--- Start of Given data ---

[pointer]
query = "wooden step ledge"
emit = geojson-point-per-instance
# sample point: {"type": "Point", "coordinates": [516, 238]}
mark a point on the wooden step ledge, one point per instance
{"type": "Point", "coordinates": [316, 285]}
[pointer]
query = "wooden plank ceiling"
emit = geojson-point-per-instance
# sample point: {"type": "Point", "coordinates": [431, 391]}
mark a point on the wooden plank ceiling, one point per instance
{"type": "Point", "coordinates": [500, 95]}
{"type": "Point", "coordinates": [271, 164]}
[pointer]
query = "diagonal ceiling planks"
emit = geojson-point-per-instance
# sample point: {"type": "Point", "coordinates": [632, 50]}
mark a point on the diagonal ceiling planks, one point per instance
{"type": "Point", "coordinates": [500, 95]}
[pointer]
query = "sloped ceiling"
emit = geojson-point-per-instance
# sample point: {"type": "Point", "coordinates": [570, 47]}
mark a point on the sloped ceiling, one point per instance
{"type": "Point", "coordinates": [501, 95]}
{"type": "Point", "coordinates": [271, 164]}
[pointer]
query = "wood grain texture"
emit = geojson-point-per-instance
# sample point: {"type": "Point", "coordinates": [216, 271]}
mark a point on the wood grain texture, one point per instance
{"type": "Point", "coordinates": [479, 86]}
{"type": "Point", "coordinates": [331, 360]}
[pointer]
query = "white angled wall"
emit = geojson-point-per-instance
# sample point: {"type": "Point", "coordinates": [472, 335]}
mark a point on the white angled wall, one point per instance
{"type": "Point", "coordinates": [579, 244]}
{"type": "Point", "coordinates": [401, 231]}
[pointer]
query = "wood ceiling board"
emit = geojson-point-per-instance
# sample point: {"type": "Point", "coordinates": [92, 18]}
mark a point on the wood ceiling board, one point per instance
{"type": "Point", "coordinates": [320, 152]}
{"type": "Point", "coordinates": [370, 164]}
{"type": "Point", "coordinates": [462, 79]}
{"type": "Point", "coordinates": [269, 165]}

--- End of Given data ---

Write out all the lines again, exactly as they are.

[pointer]
query = "wooden step ledge"
emit = geojson-point-per-instance
# sample point: {"type": "Point", "coordinates": [516, 238]}
mark a point on the wooden step ledge, one point per instance
{"type": "Point", "coordinates": [316, 285]}
[pointer]
query = "wooden plank ceiling"
emit = geojson-point-per-instance
# sample point: {"type": "Point", "coordinates": [431, 391]}
mark a point on the wooden plank ceiling, one point per instance
{"type": "Point", "coordinates": [500, 95]}
{"type": "Point", "coordinates": [271, 164]}
[pointer]
query = "diagonal ceiling planks"
emit = geojson-point-per-instance
# sample point: {"type": "Point", "coordinates": [632, 50]}
mark a point on the diagonal ceiling planks, one point per instance
{"type": "Point", "coordinates": [500, 95]}
[pointer]
query = "sloped ceiling"
emit = geojson-point-per-instance
# sample point: {"type": "Point", "coordinates": [570, 47]}
mark a point on the sloped ceiling, one point per instance
{"type": "Point", "coordinates": [501, 95]}
{"type": "Point", "coordinates": [271, 164]}
[pointer]
query = "wood grain texture"
emit = geojson-point-per-instance
# sample point: {"type": "Point", "coordinates": [216, 271]}
mark a point on the wood grain texture, one point per instance
{"type": "Point", "coordinates": [479, 86]}
{"type": "Point", "coordinates": [331, 360]}
[pointer]
query = "white angled wall"
emit = geojson-point-per-instance
# sample point: {"type": "Point", "coordinates": [472, 335]}
mark a point on the white angled wall, one point per instance
{"type": "Point", "coordinates": [579, 244]}
{"type": "Point", "coordinates": [401, 231]}
[pointer]
query = "wood ceiling board"
emit = geojson-point-per-instance
# sample point: {"type": "Point", "coordinates": [92, 18]}
mark a point on the wood ceiling board, one point per instance
{"type": "Point", "coordinates": [320, 152]}
{"type": "Point", "coordinates": [370, 164]}
{"type": "Point", "coordinates": [462, 79]}
{"type": "Point", "coordinates": [269, 165]}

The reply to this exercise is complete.